▶ [The task]: The expected output is every line below, reproduced exactly.
---
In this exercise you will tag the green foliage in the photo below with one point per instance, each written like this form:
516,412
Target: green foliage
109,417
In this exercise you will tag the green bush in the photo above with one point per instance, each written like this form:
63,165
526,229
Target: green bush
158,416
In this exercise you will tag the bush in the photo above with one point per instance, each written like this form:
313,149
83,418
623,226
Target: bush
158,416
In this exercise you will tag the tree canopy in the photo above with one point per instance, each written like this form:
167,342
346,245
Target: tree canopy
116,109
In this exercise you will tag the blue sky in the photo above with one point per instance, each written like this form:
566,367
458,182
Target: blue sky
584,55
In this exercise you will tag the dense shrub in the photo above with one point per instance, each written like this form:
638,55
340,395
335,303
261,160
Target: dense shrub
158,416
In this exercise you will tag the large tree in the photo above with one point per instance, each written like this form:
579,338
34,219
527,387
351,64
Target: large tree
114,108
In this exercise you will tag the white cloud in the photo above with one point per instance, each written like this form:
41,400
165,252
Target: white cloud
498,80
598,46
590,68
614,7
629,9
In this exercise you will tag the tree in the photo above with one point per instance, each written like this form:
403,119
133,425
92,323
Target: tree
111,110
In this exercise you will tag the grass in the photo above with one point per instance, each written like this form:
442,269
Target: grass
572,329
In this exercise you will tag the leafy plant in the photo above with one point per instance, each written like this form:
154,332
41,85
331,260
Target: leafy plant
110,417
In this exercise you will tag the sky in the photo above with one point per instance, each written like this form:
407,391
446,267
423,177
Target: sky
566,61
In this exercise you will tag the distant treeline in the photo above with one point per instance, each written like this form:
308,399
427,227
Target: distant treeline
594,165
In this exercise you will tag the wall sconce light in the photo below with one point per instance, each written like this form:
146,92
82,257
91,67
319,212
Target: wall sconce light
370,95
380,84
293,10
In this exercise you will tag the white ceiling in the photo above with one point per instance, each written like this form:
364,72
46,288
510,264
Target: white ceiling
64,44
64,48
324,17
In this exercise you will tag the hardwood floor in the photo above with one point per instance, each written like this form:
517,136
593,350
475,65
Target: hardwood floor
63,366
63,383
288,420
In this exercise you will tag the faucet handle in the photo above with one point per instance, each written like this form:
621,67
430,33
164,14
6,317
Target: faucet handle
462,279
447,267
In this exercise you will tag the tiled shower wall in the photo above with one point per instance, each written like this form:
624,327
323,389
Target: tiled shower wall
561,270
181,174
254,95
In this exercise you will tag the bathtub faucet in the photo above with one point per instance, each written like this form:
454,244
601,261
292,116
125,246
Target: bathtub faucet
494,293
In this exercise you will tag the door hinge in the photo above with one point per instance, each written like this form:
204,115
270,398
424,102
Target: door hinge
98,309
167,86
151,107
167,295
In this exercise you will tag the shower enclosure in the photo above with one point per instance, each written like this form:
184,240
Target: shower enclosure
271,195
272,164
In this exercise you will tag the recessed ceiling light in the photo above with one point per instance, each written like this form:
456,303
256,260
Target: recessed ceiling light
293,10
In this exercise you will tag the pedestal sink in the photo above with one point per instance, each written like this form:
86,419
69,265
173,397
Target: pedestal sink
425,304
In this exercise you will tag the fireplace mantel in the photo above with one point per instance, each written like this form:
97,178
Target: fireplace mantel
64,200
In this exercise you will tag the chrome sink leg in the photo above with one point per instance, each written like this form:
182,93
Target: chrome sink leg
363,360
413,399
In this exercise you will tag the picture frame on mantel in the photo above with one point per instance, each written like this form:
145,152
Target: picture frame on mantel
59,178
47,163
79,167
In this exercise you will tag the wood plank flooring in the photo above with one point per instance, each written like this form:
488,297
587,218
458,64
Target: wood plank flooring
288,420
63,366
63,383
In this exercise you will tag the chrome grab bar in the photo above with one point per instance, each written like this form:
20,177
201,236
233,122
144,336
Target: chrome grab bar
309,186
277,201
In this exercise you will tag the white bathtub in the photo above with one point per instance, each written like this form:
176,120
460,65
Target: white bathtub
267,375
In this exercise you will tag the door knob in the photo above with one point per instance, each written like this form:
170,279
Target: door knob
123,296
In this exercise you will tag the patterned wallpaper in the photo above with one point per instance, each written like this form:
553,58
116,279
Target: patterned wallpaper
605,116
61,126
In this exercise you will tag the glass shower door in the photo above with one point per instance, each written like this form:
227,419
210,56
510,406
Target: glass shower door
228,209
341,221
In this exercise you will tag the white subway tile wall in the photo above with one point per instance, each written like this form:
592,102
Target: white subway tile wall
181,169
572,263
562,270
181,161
---
▶ [Answer to this exercise]:
In this exercise you will tag the green foliage in the photo below with one point per instance, each written like this form:
516,412
Target: green foliage
109,417
In this exercise you will tag the green bush in the photo above with one point per instance, each written like this form:
63,165
526,229
Target: green bush
158,416
In this exercise you will tag the bush in the photo above with one point per instance, each written like this form:
313,149
83,418
623,226
Target: bush
158,416
In this exercise you will tag the tree canopy in the photo above with one point per instance, each written like this form:
167,342
346,245
Target: tree canopy
116,109
In this exercise you will tag the blue sky in the photo above with one point per instance, each written like this form:
566,367
458,182
Target: blue sky
584,55
In this exercise you will tag the dense shrub in the photo above with one point per instance, each written like this form:
638,55
340,395
335,303
261,160
Target: dense shrub
158,416
In this exercise you will tag the large tree in the photo above with one point per instance, each written like this form:
579,338
34,219
527,387
351,64
Target: large tree
114,108
In this exercise you will tag the white cloud in the photo above with one point per instance, each written like this form:
41,400
165,252
Target: white cloud
498,80
598,46
590,68
614,7
629,9
In this exercise you will tag the tree in the photo above with one point per instance, each written like this form:
403,119
133,425
92,323
Target: tree
111,110
In this exercise you will tag the grass in the photo above with one point per instance, each written like this form:
442,269
Target: grass
572,329
In this exercise you will tag the leafy plant in the photo above with one point per instance, each written like this form:
154,332
41,85
331,260
Target: leafy plant
110,417
In this exercise you will tag the sky in the photo above with one point per instance, each written like this form:
407,391
446,267
423,177
Target: sky
566,61
In this exercise you will tag the distant treeline in the photo above with one point per instance, each written like this form:
308,399
427,227
Target: distant treeline
594,165
In this exercise you will tag the wall sconce light in the photo below with one point per instance, each written like this form:
146,92
82,257
91,67
319,212
Target: wall sconce light
370,95
380,84
293,10
In this exercise you will tag the white ceiling in the photo above with one point per instance, each written like this form:
364,72
46,288
510,264
Target: white ceiling
64,44
64,48
324,17
In this exercise you will tag the hardwood floor in the photo above with one point per instance, each written like this form:
517,136
593,350
475,65
Target: hardwood floor
63,366
63,383
288,420
In this exercise you will tag the faucet handle in the photo above with one point per instance, each written like this form:
621,67
430,33
164,14
6,317
Target: faucet handle
462,279
447,267
In this exercise you will tag the tiled shower wall in the photo above with one point per instance, each written like this form:
624,327
323,389
Target: tiled shower wall
561,270
181,174
254,95
In this exercise you will tag the bathtub faucet in the photo above with one point per instance, each written like this form:
454,244
601,261
292,116
125,246
Target: bathtub faucet
494,293
In this exercise you will tag the door hinge in the photo above with one point per instance, each written like this form:
204,115
270,398
424,102
Target: door hinge
98,309
167,86
151,107
167,295
In this exercise you will tag the shower enclosure in the photo above with one point per instance, each written like this form:
184,240
Target: shower enclosure
271,195
272,164
In this exercise you will tag the recessed ceiling light in the photo above with one point per instance, each written like this form:
456,303
256,260
Target: recessed ceiling light
293,10
In this exercise you will tag the pedestal sink in the photo above with one point per instance, each written like this form:
86,419
69,265
173,397
Target: pedestal sink
425,304
In this exercise you will tag the fireplace mantel in the photo above with one point per instance, each written like this form:
97,178
Target: fireplace mantel
64,200
In this exercise you will tag the chrome sink leg in the photo above with one point per instance, each written like this form:
182,93
Target: chrome sink leg
363,360
413,399
In this exercise you will tag the picture frame on mantel in the photo above with one point per instance, each written like this form:
145,152
Target: picture frame on mantel
59,178
47,163
79,167
In this exercise you will tag the wood plank flooring in the photo above with one point per instance, each written like this form:
488,297
587,218
458,64
Target: wood plank flooring
288,420
63,366
63,383
In this exercise you will tag the chrome grab bar in the photo above with one point per instance, each written like this form:
20,177
201,236
233,122
144,336
Target: chrome grab bar
309,186
277,201
In this exercise you will tag the white bathtub in the photo above with one point per instance, each written like this form:
176,120
460,65
Target: white bathtub
267,375
In this exercise you will tag the door knob in the photo above with one point per instance, each written like this form:
170,279
Target: door knob
123,296
In this exercise you will tag the patterned wallpaper in the photo above with one point per instance, each written like this form:
553,58
116,279
Target: patterned wallpaper
605,116
61,126
In this exercise you will tag the glass shower door in the photo above with one point per instance, each written like this form:
227,419
210,56
510,406
Target: glass shower door
228,209
341,221
In this exercise you will tag the white subway tile wall in the photo above with one point per instance, each written like this form:
592,102
Target: white subway tile wall
181,169
572,263
562,270
181,161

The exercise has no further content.